저장된 기록
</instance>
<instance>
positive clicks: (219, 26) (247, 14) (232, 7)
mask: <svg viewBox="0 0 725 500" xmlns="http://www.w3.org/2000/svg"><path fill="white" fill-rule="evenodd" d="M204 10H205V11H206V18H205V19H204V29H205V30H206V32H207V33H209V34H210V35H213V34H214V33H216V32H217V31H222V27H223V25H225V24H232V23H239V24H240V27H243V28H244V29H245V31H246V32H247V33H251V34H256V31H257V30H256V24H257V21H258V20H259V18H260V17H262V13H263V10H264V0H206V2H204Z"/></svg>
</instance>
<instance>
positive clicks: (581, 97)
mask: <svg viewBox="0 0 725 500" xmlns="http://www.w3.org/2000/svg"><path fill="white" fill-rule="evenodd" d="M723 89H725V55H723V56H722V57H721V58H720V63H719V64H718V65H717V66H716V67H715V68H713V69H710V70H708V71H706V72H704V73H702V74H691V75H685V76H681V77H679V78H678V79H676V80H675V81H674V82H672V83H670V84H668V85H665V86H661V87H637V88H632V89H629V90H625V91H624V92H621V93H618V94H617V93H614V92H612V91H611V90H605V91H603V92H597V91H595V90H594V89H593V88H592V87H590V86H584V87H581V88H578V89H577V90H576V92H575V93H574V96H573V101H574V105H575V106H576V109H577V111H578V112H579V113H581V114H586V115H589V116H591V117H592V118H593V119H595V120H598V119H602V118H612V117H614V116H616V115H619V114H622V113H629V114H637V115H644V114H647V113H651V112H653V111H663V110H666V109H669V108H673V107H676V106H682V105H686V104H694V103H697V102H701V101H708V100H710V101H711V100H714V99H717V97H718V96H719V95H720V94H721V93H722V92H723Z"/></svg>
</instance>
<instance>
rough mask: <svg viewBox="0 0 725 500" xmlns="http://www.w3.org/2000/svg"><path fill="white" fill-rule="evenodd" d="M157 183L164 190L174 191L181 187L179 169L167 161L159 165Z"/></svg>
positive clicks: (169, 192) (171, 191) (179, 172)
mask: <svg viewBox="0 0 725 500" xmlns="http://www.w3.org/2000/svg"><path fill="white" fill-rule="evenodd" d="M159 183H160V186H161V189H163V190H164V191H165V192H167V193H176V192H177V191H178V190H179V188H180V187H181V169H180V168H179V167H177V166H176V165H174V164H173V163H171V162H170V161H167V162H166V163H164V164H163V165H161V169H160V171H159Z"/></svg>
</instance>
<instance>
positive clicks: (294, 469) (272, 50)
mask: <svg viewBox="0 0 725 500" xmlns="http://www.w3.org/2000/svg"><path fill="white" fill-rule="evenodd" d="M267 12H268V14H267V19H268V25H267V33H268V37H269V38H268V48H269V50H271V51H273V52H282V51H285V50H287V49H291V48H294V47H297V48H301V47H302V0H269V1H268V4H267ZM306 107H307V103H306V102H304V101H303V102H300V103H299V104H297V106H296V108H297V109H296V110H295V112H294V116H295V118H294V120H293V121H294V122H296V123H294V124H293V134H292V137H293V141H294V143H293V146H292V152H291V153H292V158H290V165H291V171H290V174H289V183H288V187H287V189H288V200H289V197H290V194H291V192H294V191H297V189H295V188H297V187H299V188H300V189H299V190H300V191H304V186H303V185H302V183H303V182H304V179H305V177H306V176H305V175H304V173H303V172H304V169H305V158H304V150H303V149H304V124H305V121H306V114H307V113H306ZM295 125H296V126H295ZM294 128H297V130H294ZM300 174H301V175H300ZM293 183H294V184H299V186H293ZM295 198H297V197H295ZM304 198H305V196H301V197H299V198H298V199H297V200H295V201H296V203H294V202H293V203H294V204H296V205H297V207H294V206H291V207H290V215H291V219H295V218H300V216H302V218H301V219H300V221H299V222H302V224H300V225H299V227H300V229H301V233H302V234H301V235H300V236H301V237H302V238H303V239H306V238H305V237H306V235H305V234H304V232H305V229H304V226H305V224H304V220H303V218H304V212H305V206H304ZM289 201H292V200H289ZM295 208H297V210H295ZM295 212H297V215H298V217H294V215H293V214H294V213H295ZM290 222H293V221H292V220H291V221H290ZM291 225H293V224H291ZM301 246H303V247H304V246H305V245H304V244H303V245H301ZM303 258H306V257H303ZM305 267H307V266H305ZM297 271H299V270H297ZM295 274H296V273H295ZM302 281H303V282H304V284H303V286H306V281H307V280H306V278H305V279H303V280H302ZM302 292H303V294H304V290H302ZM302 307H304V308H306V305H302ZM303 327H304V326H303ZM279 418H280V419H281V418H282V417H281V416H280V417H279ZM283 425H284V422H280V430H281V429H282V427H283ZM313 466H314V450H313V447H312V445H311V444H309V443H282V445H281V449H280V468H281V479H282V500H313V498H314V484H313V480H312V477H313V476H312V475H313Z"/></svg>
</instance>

지시 사항
위 항목 전체를 한 글자도 바꾸지 말고 그대로 인용하세요.

완성된 과제
</instance>
<instance>
positive clicks: (219, 26) (247, 14) (232, 7)
mask: <svg viewBox="0 0 725 500" xmlns="http://www.w3.org/2000/svg"><path fill="white" fill-rule="evenodd" d="M204 10H205V11H206V18H205V19H204V29H205V30H206V32H207V33H209V34H210V35H213V34H214V33H216V32H217V31H222V27H223V25H225V24H232V23H239V24H240V27H243V28H244V29H245V31H246V32H247V33H251V34H256V31H257V30H256V24H257V21H258V20H259V18H260V17H262V13H263V10H264V0H206V2H204Z"/></svg>
</instance>
<instance>
positive clicks: (581, 97)
mask: <svg viewBox="0 0 725 500" xmlns="http://www.w3.org/2000/svg"><path fill="white" fill-rule="evenodd" d="M723 89H725V55H723V56H722V57H721V58H720V63H719V64H718V65H717V66H716V67H715V68H713V69H710V70H708V71H706V72H704V73H702V74H691V75H685V76H681V77H679V78H678V79H676V80H675V81H674V82H672V83H670V84H668V85H665V86H661V87H637V88H632V89H629V90H625V91H624V92H621V93H618V94H617V93H614V92H612V91H611V90H605V91H603V92H597V91H595V90H594V89H593V88H592V87H590V86H584V87H581V88H578V89H577V90H576V92H575V93H574V96H573V101H574V105H575V106H576V109H577V111H578V112H579V113H581V114H586V115H589V116H591V117H592V118H593V119H595V120H598V119H602V118H612V117H614V116H616V115H619V114H622V113H629V114H637V115H644V114H647V113H651V112H653V111H663V110H666V109H669V108H673V107H676V106H682V105H686V104H694V103H697V102H701V101H708V100H710V101H711V100H714V99H717V97H718V96H719V95H720V94H721V93H722V92H723Z"/></svg>
</instance>
<instance>
rough mask: <svg viewBox="0 0 725 500" xmlns="http://www.w3.org/2000/svg"><path fill="white" fill-rule="evenodd" d="M157 183L164 190L174 191L181 187L179 169L167 161L159 165Z"/></svg>
positive clicks: (169, 192) (171, 191) (179, 172)
mask: <svg viewBox="0 0 725 500" xmlns="http://www.w3.org/2000/svg"><path fill="white" fill-rule="evenodd" d="M159 183H160V186H161V189H163V190H164V191H165V192H167V193H176V192H177V191H178V190H179V188H180V187H181V169H180V168H179V167H177V166H176V165H174V164H173V163H171V162H170V161H167V162H166V163H164V164H163V165H161V169H160V171H159Z"/></svg>
</instance>
<instance>
positive clicks: (294, 469) (272, 50)
mask: <svg viewBox="0 0 725 500" xmlns="http://www.w3.org/2000/svg"><path fill="white" fill-rule="evenodd" d="M267 12H268V14H267V19H268V25H267V33H268V37H269V38H268V48H269V50H271V51H273V52H282V51H285V50H287V49H291V48H294V47H297V48H301V47H302V0H269V1H268V4H267ZM306 107H307V103H306V102H304V101H303V102H300V103H299V104H297V106H296V108H297V109H296V110H295V112H294V116H295V118H294V120H293V121H294V122H296V123H294V124H293V134H292V137H293V141H294V143H293V146H292V152H291V153H292V158H290V165H291V171H290V174H289V183H288V187H287V189H288V200H289V197H290V194H291V192H294V191H297V189H295V188H297V187H299V188H300V189H299V190H300V191H304V186H303V185H302V183H303V182H304V179H305V177H306V176H305V175H304V173H303V172H304V169H305V158H304V150H303V149H304V124H305V121H306V114H307V113H306ZM295 125H296V126H295ZM294 128H297V130H294ZM300 174H301V175H300ZM293 183H294V184H299V186H293ZM295 198H297V197H295ZM304 198H305V196H301V197H299V198H298V199H297V200H295V201H296V203H294V202H293V203H294V204H296V205H297V207H294V206H291V207H290V215H291V219H295V218H300V216H302V218H301V219H300V221H299V222H302V224H300V225H299V227H300V229H301V233H302V234H301V235H300V236H301V237H302V238H303V239H306V238H305V237H306V235H305V234H304V232H305V229H304V226H305V224H304V220H303V218H304V212H305V206H304ZM289 201H292V200H289ZM295 208H297V210H295ZM295 212H297V215H298V217H294V215H293V214H294V213H295ZM290 222H293V221H292V220H291V221H290ZM291 225H293V224H291ZM301 246H303V247H304V246H305V245H304V244H303V245H301ZM303 258H306V257H303ZM305 267H307V266H305ZM297 271H299V270H297ZM295 274H296V273H295ZM302 281H303V282H304V284H303V286H306V281H307V280H306V278H305V279H303V280H302ZM302 292H303V294H304V290H302ZM302 307H304V308H306V305H302ZM303 327H304V326H303ZM279 418H280V419H281V418H282V417H281V416H280V417H279ZM283 425H284V422H280V430H281V429H282V427H283ZM313 466H314V450H313V447H312V445H311V444H309V443H282V445H281V449H280V468H281V479H282V500H313V498H314V484H313V480H312V477H313V476H312V475H313Z"/></svg>
</instance>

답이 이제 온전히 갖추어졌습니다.